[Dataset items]
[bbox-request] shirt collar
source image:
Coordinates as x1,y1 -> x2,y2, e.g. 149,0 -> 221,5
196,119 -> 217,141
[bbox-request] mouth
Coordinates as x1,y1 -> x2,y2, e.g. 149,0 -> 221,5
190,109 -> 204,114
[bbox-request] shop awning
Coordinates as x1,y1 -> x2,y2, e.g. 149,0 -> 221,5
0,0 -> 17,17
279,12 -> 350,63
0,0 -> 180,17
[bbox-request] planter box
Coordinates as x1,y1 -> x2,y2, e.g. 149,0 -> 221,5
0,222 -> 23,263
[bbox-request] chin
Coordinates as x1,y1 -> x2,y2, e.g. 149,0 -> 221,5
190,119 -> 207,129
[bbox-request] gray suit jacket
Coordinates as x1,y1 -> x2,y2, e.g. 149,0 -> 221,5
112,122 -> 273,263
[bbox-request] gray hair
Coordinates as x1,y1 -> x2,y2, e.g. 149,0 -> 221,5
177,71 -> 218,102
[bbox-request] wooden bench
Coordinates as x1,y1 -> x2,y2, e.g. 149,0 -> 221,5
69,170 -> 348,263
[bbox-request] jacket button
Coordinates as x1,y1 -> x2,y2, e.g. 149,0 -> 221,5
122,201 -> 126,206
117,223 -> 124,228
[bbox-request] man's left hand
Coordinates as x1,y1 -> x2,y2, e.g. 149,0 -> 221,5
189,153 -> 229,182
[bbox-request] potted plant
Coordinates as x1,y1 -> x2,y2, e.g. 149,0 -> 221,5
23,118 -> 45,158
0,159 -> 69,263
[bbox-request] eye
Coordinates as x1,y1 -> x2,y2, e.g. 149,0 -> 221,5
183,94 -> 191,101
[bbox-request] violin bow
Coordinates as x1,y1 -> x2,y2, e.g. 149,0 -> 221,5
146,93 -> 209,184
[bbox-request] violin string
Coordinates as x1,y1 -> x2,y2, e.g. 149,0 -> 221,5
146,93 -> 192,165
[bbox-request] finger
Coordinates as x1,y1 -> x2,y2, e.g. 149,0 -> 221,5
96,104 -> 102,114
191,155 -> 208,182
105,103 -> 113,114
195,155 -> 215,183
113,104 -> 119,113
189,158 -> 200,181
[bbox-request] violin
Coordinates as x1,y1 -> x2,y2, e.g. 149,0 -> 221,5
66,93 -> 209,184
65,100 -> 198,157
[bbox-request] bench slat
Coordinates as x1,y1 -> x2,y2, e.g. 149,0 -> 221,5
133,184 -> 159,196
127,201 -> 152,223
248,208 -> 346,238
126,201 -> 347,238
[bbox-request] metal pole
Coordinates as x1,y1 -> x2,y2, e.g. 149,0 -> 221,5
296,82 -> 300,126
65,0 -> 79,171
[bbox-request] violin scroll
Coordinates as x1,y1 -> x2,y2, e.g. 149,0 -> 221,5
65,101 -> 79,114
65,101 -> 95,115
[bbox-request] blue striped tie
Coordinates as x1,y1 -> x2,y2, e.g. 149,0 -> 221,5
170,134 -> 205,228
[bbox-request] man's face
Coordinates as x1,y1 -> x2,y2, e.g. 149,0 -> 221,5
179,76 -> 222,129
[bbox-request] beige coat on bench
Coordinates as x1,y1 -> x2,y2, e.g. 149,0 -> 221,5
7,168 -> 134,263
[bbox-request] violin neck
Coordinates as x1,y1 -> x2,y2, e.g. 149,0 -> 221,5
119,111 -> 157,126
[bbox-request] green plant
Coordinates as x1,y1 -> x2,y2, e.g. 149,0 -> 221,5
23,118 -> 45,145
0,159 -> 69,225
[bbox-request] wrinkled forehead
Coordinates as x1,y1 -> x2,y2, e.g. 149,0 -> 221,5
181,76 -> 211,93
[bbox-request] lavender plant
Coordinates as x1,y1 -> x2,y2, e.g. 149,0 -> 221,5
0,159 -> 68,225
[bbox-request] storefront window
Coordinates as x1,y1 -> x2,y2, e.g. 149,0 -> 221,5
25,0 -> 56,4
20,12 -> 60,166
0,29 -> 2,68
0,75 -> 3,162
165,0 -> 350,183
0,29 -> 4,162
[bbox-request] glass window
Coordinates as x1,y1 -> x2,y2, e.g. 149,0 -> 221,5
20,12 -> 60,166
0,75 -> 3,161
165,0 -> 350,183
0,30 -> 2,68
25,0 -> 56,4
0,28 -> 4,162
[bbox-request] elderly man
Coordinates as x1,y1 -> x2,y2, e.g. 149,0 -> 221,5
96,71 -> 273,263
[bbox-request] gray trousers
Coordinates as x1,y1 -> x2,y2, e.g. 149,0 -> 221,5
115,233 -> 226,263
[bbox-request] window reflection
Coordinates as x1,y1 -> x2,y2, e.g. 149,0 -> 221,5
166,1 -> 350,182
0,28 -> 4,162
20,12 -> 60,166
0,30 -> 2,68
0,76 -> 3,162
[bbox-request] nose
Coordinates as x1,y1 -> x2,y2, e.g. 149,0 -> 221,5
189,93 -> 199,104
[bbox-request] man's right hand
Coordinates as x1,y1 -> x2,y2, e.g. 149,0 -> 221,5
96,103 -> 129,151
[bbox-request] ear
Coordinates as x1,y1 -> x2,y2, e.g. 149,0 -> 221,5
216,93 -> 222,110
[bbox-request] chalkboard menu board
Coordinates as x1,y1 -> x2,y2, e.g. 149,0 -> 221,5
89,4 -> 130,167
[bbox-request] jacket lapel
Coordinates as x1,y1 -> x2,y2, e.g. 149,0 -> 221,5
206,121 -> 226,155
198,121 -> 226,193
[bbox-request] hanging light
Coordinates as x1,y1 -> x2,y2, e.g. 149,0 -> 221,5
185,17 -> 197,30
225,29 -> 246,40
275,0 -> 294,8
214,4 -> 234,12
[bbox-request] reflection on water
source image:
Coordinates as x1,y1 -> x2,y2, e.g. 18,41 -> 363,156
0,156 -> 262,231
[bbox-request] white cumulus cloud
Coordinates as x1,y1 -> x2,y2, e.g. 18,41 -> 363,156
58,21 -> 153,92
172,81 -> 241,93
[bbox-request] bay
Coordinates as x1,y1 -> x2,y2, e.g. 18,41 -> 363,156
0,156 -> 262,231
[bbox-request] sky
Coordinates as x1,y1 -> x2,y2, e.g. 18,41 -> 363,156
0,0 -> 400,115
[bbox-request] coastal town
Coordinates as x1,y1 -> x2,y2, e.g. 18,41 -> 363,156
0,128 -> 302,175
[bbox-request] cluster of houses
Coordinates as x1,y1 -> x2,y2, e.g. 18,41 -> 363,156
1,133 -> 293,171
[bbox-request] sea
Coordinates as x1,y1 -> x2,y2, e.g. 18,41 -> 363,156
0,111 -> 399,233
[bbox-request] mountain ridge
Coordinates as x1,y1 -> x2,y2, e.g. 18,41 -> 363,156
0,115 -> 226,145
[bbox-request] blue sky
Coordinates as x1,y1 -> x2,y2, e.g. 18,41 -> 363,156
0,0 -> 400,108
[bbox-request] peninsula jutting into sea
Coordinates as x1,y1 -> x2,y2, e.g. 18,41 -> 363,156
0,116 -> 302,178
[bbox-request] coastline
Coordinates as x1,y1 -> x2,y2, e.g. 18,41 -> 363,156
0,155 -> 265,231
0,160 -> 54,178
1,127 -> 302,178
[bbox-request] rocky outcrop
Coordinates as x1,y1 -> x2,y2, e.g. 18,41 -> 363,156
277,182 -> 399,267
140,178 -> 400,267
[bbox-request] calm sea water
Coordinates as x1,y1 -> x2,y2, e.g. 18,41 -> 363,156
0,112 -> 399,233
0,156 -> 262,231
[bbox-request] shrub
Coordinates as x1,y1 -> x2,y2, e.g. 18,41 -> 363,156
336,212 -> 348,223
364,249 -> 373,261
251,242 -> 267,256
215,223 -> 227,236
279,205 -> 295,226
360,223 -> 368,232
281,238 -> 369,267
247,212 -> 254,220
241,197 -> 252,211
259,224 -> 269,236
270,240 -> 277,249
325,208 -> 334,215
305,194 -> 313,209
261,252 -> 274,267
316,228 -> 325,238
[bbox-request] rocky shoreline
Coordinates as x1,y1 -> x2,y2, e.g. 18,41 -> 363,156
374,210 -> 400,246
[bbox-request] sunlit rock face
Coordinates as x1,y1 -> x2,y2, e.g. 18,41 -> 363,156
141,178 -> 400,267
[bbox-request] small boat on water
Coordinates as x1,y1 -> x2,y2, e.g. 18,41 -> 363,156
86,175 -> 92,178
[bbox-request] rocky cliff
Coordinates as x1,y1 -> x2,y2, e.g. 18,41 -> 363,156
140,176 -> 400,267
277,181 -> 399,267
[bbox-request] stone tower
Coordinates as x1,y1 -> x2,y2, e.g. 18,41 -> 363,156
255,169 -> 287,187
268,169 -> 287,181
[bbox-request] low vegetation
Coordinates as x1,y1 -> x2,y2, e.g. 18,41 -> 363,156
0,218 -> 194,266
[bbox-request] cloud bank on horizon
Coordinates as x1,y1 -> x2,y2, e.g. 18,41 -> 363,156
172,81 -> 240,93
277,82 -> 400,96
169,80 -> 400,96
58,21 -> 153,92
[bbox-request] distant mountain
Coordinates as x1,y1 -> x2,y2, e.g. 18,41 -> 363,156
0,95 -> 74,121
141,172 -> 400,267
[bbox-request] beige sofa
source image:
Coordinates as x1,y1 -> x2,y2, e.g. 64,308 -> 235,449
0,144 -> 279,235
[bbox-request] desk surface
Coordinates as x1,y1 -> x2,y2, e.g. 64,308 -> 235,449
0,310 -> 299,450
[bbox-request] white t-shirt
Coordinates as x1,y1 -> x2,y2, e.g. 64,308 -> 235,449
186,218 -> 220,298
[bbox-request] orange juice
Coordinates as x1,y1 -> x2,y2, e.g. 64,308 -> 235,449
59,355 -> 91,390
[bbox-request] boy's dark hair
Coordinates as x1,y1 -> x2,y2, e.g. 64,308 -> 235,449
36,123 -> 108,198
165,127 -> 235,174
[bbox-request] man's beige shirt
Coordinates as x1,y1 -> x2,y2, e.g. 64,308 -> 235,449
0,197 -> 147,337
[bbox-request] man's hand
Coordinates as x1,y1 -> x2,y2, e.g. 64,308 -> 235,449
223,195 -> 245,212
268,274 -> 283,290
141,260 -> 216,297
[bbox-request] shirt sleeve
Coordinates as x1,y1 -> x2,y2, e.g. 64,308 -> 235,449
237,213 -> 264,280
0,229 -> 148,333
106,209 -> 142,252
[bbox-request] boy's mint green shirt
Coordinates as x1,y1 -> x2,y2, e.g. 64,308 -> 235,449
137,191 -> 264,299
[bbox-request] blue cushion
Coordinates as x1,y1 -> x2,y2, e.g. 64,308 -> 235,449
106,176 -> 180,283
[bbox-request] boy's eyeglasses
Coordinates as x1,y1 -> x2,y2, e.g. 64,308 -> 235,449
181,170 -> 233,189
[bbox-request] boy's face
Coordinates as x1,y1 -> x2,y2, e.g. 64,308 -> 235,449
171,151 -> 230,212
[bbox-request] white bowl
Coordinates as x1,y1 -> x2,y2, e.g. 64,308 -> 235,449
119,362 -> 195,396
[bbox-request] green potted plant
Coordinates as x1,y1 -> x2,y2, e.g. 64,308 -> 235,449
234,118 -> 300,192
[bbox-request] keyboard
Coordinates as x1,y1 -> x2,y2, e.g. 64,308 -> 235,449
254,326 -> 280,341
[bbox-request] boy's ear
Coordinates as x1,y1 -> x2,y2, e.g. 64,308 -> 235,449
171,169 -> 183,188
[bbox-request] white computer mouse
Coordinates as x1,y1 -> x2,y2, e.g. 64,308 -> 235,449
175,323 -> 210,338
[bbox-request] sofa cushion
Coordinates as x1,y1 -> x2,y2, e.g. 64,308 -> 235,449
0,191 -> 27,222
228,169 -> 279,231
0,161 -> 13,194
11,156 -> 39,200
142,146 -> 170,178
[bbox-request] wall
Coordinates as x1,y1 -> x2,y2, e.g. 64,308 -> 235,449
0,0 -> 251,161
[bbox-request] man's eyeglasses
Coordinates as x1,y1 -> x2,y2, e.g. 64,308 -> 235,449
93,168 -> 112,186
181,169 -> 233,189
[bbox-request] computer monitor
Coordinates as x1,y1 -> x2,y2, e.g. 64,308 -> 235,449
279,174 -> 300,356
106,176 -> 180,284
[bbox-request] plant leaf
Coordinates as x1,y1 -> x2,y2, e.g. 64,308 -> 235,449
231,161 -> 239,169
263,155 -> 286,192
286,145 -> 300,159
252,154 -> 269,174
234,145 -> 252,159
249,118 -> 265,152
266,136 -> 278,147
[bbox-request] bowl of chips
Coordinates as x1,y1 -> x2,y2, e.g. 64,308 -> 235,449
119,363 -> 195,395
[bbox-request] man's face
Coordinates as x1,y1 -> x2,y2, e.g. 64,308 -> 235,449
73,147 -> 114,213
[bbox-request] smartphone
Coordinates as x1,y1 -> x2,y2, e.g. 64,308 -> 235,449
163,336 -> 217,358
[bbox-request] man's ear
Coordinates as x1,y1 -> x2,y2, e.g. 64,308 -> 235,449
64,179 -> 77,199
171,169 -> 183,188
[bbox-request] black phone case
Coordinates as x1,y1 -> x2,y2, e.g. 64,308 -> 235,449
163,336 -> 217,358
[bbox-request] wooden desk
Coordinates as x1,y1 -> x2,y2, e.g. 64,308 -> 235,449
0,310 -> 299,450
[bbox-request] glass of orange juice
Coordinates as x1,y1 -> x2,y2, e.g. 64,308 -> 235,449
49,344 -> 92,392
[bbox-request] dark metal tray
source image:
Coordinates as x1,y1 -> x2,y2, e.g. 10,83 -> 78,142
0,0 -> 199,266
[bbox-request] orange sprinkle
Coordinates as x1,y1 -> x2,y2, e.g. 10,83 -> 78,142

[ACTION ITEM]
From the entries above, list each line with "dark" in it.

[REPLY TO THE TASK]
[bbox-request] boy's dark hair
[bbox-request] dark metal tray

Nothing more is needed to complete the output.